Por: Thiago Leal

Tem uma máxima no esporte que diz que o "segundo é o primeiro dos últimos". Outra, "você não ganha o segundo lugar, você perde o primeiro". Há quem diga que é como "beijar a própria irmã" e tem gente que fala que "ninguém lembra do número dois". Pois bem... lembraremos. E não é de uma forma nada animadora — principalmente se você é torcedor do Anaheim Ducks ou do New Jersey Devils. Estamos falando da maldição do segundo lugar!

Desde a temporada 1993-94, quando acabaram-se os playoffs de divisão e a conferência passou a ser decidida diretamente nos playoffs de conferência, com vantagem de mando de gelo para os campeões de divisões, em cada uma das 12 edições de pós-temporada, com exceção da temporada 1995-96, um sétimo lugar eliminou surpreendentemente um segundo colocado — sempre favorito na ocasião. O mais assustador é o efeito que isso tem sobre o vencedor...

Em 1993-94, o Calgary Flames venceu a Divisão do Pacífico com sobras — 12 pontos de vantagem sobre o segundo colocado, que era justamente o Vancouver Canucks. Longe de ser favorito num ano onde os Wings, os Pens e os Rangers voavam, se esperava que, no mínimo, os Flames passassem por cima dos Canucks, sétimo lugar na Conferência Oeste. O problema é que os Nucks tinham a seu favor um ponto de desequilíbrio: Pavel Bure, autor de 60 gols na temporada. No jogo um, em Calgary, os Canucks já se impuseram, vencendo os Flames por 5-0. A franquia de Alberta não se abalou e se recuperou, vencendo os três jogos seguintes e abrindo 3-1 na série. Teria mais dois jogos em casa. Um momento para torcedor nenhum dos Canucks se esquecer: o Vancouver virou novamente a série em três prorrogações — a última delas, Jogo 7, em dois períodos em Calgary por 4x3, com gol decisivo de Pavel Bure (que você pode visualizar aqui). Com a vitória, os Canucks atropelaram o Stars (4-1) e os Leafs (4-1) na seqüência dos playoffs e só caíram na Copa Stanley, em sete jogos numa série memorável contra os New York Rangers.

════

LISTA DE EXERCÍCIOS
a. Reproduza fielmente o trecho do texto sobre a maldição do segundo lugar que vai de "Tem uma máxima" até "sobre o vencedor...".
b. Selecione nos registros todas as linhas que contêm a palavra "white", levando em conta a diferença entre maiúsculas e minúsculas.

REGISTROS FORNECIDOS
════

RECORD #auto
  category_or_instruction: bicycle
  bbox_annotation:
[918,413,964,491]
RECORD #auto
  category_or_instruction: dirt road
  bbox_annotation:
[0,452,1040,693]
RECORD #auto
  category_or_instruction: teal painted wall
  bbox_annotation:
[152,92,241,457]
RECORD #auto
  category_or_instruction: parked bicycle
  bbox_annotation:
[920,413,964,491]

════

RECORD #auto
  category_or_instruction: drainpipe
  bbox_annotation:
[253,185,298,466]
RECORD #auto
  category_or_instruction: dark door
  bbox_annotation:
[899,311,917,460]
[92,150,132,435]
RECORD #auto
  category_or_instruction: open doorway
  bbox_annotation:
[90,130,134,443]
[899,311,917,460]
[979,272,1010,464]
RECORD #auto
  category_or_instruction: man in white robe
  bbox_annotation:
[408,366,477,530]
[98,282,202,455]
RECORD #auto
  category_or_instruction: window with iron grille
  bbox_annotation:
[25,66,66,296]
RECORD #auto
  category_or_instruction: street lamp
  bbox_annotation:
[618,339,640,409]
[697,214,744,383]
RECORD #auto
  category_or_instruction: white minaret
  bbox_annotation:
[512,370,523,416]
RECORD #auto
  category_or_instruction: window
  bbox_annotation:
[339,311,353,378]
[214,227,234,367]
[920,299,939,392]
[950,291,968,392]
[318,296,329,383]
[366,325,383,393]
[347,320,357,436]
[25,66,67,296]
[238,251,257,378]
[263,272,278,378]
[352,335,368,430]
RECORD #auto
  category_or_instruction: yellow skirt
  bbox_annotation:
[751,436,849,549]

════

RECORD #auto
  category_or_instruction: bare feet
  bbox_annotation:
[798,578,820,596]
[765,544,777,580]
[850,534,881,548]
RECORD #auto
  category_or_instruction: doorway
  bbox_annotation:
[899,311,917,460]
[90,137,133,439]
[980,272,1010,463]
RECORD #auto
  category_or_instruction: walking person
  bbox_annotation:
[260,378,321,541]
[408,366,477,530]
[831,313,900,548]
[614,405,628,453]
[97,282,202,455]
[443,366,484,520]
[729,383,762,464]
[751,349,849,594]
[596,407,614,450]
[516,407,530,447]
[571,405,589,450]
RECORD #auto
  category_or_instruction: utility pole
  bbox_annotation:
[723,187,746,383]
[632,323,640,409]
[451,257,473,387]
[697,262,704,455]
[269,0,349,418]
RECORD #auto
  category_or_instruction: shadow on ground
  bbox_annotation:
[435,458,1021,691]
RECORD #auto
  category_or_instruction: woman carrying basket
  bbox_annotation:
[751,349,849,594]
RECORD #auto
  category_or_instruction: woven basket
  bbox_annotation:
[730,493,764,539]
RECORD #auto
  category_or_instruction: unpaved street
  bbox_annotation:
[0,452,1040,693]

════

LISTA DE RESPOSTAS
a.
Tem uma máxima no esporte que diz que o "segundo é o primeiro dos últimos". Outra, "você não ganha o segundo lugar, você perde o primeiro". Há quem diga que é como "beijar a própria irmã" e tem gente que fala que "ninguém lembra do número dois". Pois bem... lembraremos. E não é de uma forma nada animadora — principalmente se você é torcedor do Anaheim Ducks ou do New Jersey Devils. Estamos falando da maldição do segundo lugar!

Desde a temporada 1993-94, quando acabaram-se os playoffs de divisão e a conferência passou a ser decidida diretamente nos playoffs de conferência, com vantagem de mando de gelo para os campeões de divisões, em cada uma das 12 edições de pós-temporada, com exceção da temporada 1995-96, um sétimo lugar eliminou surpreendentemente um segundo colocado — sempre favorito na ocasião. O mais assustador é o efeito que isso tem sobre o vencedor...

b.
  category_or_instruction: man in white robe
  category_or_instruction: white minaret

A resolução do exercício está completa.